**AIM OF THE EXERCISE:**
Collect every line of the material below that contains the string "roof", and copy each line in full. Matching is case-sensitive.

--- start DATA FOR THIS EXERCISE ---

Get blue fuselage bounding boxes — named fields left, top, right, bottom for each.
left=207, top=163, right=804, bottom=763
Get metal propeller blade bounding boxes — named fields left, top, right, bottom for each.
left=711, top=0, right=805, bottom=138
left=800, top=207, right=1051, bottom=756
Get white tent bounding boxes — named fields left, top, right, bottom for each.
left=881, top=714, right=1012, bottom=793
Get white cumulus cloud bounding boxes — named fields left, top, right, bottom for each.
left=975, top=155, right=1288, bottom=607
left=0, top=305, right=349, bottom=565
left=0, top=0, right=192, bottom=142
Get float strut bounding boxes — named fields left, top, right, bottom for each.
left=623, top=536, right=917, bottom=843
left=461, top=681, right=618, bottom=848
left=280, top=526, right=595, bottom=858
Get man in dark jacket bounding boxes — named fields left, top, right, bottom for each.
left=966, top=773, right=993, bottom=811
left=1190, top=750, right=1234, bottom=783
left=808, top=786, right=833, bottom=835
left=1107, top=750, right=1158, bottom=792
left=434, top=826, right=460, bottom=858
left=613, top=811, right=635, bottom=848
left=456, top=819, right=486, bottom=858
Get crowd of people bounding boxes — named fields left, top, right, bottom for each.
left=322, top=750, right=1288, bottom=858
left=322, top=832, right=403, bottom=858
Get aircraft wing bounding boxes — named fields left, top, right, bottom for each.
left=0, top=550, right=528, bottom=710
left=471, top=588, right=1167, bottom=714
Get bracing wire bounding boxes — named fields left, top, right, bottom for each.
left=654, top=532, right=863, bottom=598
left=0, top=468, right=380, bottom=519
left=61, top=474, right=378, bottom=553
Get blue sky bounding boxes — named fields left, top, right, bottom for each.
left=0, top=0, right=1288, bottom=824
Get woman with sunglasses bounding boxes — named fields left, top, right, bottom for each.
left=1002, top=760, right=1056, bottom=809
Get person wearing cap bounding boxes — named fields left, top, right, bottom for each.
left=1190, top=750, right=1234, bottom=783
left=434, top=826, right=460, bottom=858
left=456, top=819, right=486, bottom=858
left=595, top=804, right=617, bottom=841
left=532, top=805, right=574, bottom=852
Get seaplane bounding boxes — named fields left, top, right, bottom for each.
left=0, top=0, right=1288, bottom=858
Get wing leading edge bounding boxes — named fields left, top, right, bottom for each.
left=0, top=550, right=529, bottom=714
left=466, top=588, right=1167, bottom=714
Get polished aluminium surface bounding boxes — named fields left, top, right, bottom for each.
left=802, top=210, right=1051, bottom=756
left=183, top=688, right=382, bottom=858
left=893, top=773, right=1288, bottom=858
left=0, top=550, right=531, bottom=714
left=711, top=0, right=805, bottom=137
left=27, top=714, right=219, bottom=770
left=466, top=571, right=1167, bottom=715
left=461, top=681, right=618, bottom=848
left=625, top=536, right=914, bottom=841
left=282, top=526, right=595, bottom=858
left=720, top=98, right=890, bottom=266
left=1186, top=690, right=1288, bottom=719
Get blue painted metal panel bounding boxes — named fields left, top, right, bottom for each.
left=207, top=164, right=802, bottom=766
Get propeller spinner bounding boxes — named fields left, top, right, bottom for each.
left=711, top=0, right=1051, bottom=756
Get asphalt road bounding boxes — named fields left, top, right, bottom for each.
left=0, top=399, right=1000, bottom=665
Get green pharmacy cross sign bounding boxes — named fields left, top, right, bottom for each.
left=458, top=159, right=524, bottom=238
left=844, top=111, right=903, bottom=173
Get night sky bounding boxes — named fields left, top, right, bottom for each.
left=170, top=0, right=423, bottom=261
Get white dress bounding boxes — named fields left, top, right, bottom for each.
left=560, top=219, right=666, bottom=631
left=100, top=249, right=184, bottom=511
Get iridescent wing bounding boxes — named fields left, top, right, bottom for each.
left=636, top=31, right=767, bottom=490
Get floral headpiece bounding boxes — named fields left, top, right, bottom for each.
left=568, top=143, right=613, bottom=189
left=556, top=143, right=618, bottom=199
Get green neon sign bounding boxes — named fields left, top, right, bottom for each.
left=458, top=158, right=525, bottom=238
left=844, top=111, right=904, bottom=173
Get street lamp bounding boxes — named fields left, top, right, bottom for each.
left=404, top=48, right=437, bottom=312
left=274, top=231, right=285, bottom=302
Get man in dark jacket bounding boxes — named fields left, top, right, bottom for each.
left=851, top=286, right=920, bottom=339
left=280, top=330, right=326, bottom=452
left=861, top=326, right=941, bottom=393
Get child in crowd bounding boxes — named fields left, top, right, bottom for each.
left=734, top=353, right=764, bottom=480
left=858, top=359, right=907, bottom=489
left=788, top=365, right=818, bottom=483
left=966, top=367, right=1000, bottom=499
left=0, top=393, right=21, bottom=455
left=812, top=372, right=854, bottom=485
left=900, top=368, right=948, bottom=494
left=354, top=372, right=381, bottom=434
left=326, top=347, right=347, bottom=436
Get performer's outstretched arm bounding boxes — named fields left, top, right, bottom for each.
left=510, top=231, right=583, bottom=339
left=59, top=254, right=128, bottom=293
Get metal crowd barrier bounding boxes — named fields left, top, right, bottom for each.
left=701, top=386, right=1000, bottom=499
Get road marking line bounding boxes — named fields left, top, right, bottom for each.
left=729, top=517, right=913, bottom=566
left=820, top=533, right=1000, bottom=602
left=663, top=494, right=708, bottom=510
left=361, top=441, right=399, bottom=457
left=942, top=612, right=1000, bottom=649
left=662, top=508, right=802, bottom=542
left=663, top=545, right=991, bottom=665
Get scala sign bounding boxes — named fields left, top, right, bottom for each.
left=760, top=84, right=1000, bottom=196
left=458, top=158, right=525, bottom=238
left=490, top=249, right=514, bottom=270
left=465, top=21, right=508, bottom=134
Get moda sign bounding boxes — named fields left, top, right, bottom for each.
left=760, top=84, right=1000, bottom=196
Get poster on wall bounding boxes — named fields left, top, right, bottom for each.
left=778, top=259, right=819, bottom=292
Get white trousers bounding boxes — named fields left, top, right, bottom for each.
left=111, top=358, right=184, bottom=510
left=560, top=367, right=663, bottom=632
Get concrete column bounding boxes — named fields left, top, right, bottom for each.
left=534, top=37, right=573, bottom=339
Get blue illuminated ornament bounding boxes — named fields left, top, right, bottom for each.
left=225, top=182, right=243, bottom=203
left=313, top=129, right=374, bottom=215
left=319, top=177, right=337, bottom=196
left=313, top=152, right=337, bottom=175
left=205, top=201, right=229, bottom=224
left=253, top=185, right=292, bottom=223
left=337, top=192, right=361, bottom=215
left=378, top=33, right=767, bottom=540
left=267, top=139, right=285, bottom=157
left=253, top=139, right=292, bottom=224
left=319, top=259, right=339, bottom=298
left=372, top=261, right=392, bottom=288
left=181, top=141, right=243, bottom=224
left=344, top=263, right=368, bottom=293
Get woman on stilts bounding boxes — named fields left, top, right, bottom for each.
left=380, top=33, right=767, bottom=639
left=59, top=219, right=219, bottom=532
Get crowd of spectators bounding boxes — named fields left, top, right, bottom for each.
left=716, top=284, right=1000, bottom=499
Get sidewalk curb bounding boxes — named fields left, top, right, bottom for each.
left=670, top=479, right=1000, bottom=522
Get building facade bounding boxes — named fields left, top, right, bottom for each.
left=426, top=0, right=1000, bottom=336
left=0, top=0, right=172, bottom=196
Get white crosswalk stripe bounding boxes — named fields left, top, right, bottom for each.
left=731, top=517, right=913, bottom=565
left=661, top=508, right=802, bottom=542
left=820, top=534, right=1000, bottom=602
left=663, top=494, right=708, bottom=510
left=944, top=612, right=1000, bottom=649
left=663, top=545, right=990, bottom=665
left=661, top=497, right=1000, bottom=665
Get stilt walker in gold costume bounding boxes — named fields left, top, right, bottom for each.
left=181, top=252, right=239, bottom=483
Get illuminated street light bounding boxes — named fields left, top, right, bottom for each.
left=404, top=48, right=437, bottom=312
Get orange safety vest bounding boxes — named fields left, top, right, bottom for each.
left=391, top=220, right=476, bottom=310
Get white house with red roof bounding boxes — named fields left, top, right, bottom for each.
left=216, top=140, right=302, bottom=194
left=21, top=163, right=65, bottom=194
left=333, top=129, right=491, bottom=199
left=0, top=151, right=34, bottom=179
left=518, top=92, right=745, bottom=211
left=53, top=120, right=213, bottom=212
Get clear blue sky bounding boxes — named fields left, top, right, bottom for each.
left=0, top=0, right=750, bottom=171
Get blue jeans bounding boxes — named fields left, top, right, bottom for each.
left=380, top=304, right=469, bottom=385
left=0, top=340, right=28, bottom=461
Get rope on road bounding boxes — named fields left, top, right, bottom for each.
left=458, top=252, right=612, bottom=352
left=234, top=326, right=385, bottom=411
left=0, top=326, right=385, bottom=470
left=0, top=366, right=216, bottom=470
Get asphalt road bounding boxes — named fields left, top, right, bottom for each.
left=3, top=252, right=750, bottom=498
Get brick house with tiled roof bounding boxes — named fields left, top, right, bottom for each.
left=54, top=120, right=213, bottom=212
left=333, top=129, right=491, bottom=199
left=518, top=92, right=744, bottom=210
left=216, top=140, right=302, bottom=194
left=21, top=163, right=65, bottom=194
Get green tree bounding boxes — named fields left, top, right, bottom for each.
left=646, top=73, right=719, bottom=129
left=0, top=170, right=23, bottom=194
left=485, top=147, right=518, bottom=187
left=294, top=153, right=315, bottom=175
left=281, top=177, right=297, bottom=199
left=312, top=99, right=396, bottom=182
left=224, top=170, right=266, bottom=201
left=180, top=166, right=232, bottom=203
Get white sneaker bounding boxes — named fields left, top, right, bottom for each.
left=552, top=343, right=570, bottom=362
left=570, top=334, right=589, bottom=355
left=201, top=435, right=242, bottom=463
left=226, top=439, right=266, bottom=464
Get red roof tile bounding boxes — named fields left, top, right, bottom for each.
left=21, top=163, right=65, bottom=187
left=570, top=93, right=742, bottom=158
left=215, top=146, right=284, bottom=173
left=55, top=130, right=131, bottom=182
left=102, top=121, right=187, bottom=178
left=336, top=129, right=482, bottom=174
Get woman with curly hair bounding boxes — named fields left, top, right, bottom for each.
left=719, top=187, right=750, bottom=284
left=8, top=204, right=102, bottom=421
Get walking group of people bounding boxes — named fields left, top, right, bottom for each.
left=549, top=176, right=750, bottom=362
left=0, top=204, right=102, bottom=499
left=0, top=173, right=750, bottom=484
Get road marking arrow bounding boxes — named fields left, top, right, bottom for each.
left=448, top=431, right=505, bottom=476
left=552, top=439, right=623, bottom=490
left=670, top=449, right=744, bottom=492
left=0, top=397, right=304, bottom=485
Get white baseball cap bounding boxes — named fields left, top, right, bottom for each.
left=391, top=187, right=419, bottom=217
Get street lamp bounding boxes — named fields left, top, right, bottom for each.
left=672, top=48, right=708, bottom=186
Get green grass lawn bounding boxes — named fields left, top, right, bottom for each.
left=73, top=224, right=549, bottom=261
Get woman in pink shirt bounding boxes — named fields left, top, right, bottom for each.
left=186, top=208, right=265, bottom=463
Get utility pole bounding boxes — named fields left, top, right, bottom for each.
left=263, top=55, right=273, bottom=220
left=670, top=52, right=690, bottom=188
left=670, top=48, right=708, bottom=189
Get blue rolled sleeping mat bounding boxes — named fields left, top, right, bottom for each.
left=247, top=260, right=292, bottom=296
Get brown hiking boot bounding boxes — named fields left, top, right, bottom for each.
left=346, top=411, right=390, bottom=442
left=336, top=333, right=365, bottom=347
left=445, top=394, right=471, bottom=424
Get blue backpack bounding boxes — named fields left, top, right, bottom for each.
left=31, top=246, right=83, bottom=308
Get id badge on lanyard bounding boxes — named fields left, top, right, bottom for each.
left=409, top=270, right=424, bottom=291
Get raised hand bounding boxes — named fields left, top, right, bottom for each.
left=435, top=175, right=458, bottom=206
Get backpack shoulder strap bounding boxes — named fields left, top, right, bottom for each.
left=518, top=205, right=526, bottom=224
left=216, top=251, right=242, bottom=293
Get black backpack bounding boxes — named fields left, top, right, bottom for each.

--- end DATA FOR THIS EXERCISE ---

**FINAL RESULT:**
Get white house with red roof bounding boxes — named fields left, top, right, bottom for each.
Get brick house with tiled roof bounding boxes — named fields left, top, right, bottom for each.
Get red roof tile bounding boxes — named fields left, top, right, bottom for each.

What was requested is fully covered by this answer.